-- Start Selected extract --

Last Wednesday 500 clerics from the mainstream Barelvi sect, who had previously criticised the Taliban, forbade their followers from offering condolences to Taseer's family. Another religious group has planned a rally in Karachi tomorrow to protest against law reform. Posters for the rally singled out Sherry Rehman, a brave ruling party MP who shared Taseer's outspoken views, for criticism. One preacher in the city has already dubbed her Wajib ul Qatil by one preacher – "deserving of death". Fears that she could follow Taseer hardly seem overstated.
For all that, there is less religion behind the blasphemy furore than meets the eye. Critics say the law is, often as not, used as a tool of coercion against vulnerable minorities, or to settle petty disputes, or both. Typically, disputes culminate in one man claiming that his enemy burned pages from the Qur'an – even though it is a mystery why anyone would choose to do so in a religion-obsessed country such as Pakistan. Many victims of the blasphemy law, in fact, are Muslim.
When Christians are targeted, the motivation is often an ancient subcontinental prejudice . Christians have traditionally worked as cleaners and sweepers; many Muslims still consider them "unclean". "This whole business about religion is just a decoy, a smokescreen," said Ali Dayan Hasan of Human Rights Watch. "It's often a case of simple caste prejudice."
In Itanwali, a rich agricultural village surrounded by swaying fields of sugar cane, wheat and vegetables, nourished by a British-era canal, villagers have traditionally voted for the Pakistan People's Party, of which governor Taseer was a staunch member. But there is little sympathy in the wake of his death.
"We feel sad," says village elder Chaudhry Muhammad Tufail, after Friday prayers. He betrays a faint smile; the crowd gathered behind in the mosque courtyard snigger. With 18 acres of land and a job as lumbardar – the man who controls land deeds and access to water – Tufail is one the most powerful men in Itanwali. He played a key role in driving the blasphemy charges against Aasia Bibi.
Her supporters say the two had had a bitter prior dispute. "There was an argument over water, and she said that his buffalo were eating the fodder for her goats," says Shehzad Kamran, a Christian preacher who has visited her in jail.
Tufail denies there had been any problem. "The law has taken its course," he says firmly.
The problem is exacerbated by militancy. At Itanwali's brick kiln, labourers toil under a towering chimney spewing black smoke. Several say that Lashkar e-Taiba – the militant group that carried out the 2008 Mumbai attacks – and Sipah e-Sahaba, a vicious sectarian militant outfit, were active in the area. Christian aid workers, speaking anonymously, say that attacks on Christians – including the Gojra attack that killed eight people in 2009 – have been orchestrated by such groups.
In death Taseer has been deified as the fountainhead of liberal Pakistan. The reality was more complex. Sharp, brash and undiplomatic, Taseer was a political bruiser who devoted much of his energies as governor to frustrating his old political enemies, the Sharif family, in Lahore. Although an instinctive liberal, he had also taken a job under the military ruler, Pervez Musharraf. And in person he could be profane and brusque as well as charming.

-- End Selected extract --
-- Start Available data --

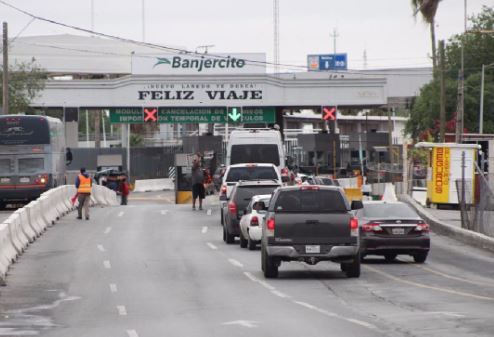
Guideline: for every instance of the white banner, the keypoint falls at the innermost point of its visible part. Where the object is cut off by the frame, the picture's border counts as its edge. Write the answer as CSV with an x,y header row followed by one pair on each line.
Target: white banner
x,y
198,64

-- End Available data --

**Exercise instructions**.
1. Answer these questions from the text on Pakistan's blasphemy law:
(a) How many clerics forbade their followers from offering condolences to Taseer's family?
(b) How many acres of land does Chaudhry Muhammad Tufail hold?
(c) How many people did the Gojra attack kill, and in what year?
2. Reproduce the passage of the text on Pakistan's blasphemy law that begins at the words "The problem is" and stops after "by such groups.".

**Task-by-task solutions**.
1.
(a) 500
(b) 18 acres
(c) Eight people, in 2009

2.
The problem is exacerbated by militancy. At Itanwali's brick kiln, labourers toil under a towering chimney spewing black smoke. Several say that Lashkar e-Taiba – the militant group that carried out the 2008 Mumbai attacks – and Sipah e-Sahaba, a vicious sectarian militant outfit, were active in the area. Christian aid workers, speaking anonymously, say that attacks on Christians – including the Gojra attack that killed eight people in 2009 – have been orchestrated by such groups.